EXERCISE SET |
A. Repeat the passage on the HaMidrasha art school word for word, everything from "Art school of" down to "the Beit Berl College.".
B. From the passage on the HaMidrasha art school, list every person named as head of the school.
C. Resume the passage on the HaMidrasha art school, writing on from its final sentence.

SELECTED EXTRACT |
== Segment start ==

Art school of Beit Berl College

HaMidrasha – Faculty of the Arts, also known as HaMidrasha Le'Omanut, HaMidrasha Art School, or simply HaMidrasha, is an Israeli art school founded in 1946, and located in Tel Aviv, Israel. It was founded as an independent institution, and it now is one of three departments within the Beit Berl College.

== History ==
In 1946, HaMidrasha art school was established as an arts and crafts teacher education institution. The head of the school was Eliyahu Beiles and it was affiliated with the "Workers' Trend" or trade in the educational system. The school then operated in the evenings in a building that served as a primary school in Tel Aviv. Later on, crafts studies were separated from HaMidrasha and its name was changed to "HaMidrasha for Painting Teachers."

In 1964 "HaMidrasha" was transferred to the ownership of the Ministry of Education. Two years later it began operating during days instead of evenings. Between 1966 and 1980 Ran Shehori was head of the institution, and in 1972 it moved to buildings in Herzliya, who were allotted to the Ministry of Education by the Herzliya Municipality. It was during these years that the figure of Raffi Lavie became dominant in the school. Lavie, who started to teach at "HaMidrasha" in 1965, developed a teaching method which focused on the understanding of artistic language, rather than on skills and techniques. Under his influence, a group of artists formed, who would later be known as the core of the Want of Matter movement in Israeli Art. These included Michal Na'aman, Tamar Getter and Nurit David, among others.

In 1977 the "HaMidrasha" moved again, this time to Ramat HaSharon. In the same year, the Institute for Training of Art Instructors was established as part of the institution. In 1980, Shlomo Vitkin was appointed as head of the school, serving till 1997. During his tenure, in 1987, the Midrasha merged with Beit Berl College. In 1989 a study framework called "The Open Midrasha" was created. It still exists, now known as "The Personal Study program of the Arts".

== Segment end ==

Referring expression data:
== Segment start ==

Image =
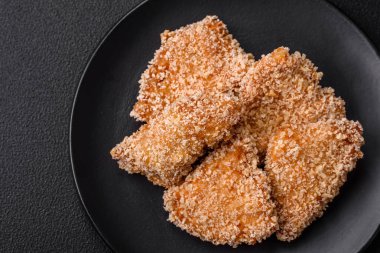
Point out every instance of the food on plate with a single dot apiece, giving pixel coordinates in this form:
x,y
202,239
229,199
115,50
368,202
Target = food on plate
x,y
290,94
201,92
200,55
307,164
226,199
165,148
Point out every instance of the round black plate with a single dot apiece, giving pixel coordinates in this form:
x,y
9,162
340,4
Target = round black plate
x,y
127,209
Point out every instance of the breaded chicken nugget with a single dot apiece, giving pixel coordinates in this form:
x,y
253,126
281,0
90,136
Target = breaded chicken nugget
x,y
226,199
290,94
307,165
199,55
165,148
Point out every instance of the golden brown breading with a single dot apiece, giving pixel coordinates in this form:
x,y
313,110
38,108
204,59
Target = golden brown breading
x,y
199,55
165,148
226,199
290,94
307,165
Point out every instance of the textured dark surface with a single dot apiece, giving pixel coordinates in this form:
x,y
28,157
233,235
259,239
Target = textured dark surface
x,y
44,46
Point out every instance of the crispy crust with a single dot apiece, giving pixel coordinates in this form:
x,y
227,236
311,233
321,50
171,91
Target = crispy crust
x,y
307,165
199,55
226,200
165,148
290,95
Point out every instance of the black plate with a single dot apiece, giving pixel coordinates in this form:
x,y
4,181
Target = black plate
x,y
127,209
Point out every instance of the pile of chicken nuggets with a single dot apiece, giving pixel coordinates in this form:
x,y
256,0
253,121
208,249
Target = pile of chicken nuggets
x,y
276,146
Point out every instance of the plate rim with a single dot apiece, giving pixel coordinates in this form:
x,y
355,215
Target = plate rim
x,y
94,53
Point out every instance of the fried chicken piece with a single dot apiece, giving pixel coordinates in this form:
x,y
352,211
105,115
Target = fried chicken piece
x,y
200,55
226,199
290,94
165,148
307,165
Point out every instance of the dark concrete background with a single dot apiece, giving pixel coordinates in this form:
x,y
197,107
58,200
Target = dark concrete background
x,y
44,47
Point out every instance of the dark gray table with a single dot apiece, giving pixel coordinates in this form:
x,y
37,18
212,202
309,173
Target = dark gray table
x,y
44,47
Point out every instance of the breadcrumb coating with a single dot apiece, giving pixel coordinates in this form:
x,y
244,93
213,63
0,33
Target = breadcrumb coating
x,y
226,199
165,148
199,55
290,94
307,164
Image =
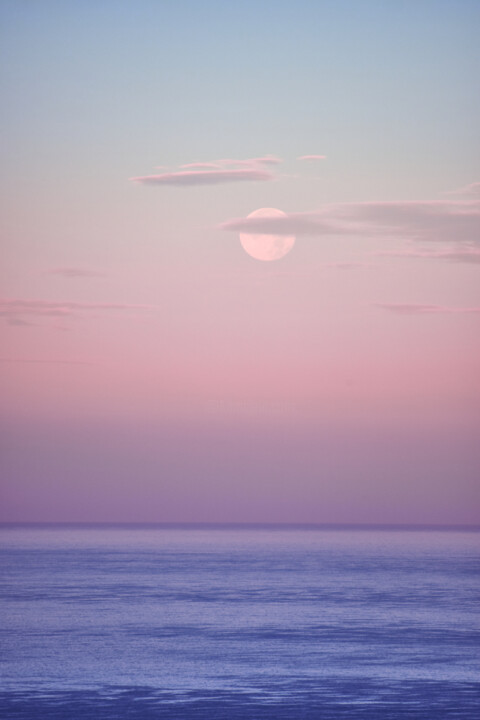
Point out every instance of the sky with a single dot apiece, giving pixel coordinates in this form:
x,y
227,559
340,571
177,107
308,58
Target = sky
x,y
151,369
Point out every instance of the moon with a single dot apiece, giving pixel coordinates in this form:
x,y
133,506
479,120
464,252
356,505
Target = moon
x,y
267,247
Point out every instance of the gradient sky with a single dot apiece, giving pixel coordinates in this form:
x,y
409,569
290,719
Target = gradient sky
x,y
151,369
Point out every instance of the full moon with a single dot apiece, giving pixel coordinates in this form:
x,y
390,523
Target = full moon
x,y
267,247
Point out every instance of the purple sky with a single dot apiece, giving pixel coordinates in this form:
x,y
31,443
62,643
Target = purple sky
x,y
151,370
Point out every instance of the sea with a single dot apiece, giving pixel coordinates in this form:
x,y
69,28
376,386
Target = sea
x,y
239,622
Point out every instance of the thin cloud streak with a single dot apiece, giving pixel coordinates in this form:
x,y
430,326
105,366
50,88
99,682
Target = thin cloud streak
x,y
14,311
462,255
434,221
419,309
187,178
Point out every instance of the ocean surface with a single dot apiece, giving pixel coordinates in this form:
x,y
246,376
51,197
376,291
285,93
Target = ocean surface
x,y
156,622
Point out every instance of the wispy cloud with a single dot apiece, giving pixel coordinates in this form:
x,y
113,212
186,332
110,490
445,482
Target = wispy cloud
x,y
199,166
74,272
224,170
469,255
418,309
471,189
15,311
185,178
312,158
433,221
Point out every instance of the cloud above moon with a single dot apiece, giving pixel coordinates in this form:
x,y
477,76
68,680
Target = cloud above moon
x,y
185,178
456,222
217,172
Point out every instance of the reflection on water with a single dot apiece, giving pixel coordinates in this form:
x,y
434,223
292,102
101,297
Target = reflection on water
x,y
227,623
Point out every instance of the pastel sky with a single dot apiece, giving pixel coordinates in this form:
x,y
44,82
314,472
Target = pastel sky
x,y
151,369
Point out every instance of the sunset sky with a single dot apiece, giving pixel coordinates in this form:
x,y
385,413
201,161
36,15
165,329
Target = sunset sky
x,y
152,370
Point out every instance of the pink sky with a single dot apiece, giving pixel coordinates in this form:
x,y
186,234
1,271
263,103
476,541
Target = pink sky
x,y
150,369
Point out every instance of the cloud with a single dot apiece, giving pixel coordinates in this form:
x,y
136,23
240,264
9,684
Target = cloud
x,y
312,158
264,160
198,166
471,189
74,272
462,254
288,224
187,178
432,221
15,311
417,309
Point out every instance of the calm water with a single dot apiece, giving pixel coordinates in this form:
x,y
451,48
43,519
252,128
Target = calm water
x,y
239,623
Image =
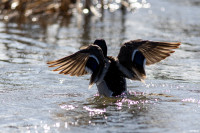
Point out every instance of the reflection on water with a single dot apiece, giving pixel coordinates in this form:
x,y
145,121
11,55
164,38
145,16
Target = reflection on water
x,y
34,99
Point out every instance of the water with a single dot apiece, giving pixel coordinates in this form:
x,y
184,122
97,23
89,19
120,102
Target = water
x,y
35,99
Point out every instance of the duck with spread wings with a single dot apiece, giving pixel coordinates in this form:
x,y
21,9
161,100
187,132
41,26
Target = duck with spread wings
x,y
110,73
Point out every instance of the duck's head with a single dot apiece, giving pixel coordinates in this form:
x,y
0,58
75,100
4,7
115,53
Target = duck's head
x,y
102,44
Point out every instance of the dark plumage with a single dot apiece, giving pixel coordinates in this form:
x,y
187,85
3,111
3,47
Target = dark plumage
x,y
109,73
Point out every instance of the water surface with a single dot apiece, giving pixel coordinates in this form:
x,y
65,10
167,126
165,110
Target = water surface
x,y
35,99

== Segment end ==

PER-TASK ANSWERS |
A.
Art school of Beit Berl College

HaMidrasha – Faculty of the Arts, also known as HaMidrasha Le'Omanut, HaMidrasha Art School, or simply HaMidrasha, is an Israeli art school founded in 1946, and located in Tel Aviv, Israel. It was founded as an independent institution, and it now is one of three departments within the Beit Berl College.

B.
Eliyahu Beiles
Ran Shehori
Shlomo Vitkin

C.
In 1995 HaMidrasha moved to Kalmania, a part of the Beit Berl campus and a former agricultural farm. In 1997 Yair Garbuz replaced Vitkin as head of the school. In 1999 "HaMidrasha" became an Academic institution and was accredited to award a BEd.F.A. bachelor's degree in arts education by the Israeli Council for Higher Education. In 2008 the school was further accredited to award a graduate degree – MEd in art education.

In 1998 the Film Department was established within HaMidrasha.

In 2008 the school was further accredited to award a graduate degree – M.Ed. in Art Education. Since 2017, HaMidrasha has also offered a Master's Degree in Art Therapy (M.A.A.T.)

In 2009 Doron Rabina was appointed as head of the school, and a bachelor's degree filmmaking program was launched. In 2011 a postgraduate studies program was established. In 2011 a preparatory program for undergraduate studies was opened, in the Arabic language. In 2014 Beit Berl College structurally transformed to a faculty based organization, and "HaMidrasha" became the institution's Faculty of the Arts.

Artist Gabi Klezmer was the dean between 2015 and 2018.

Video artist Guy Ben-Ner was appointed Dean of the Faculty in 2018.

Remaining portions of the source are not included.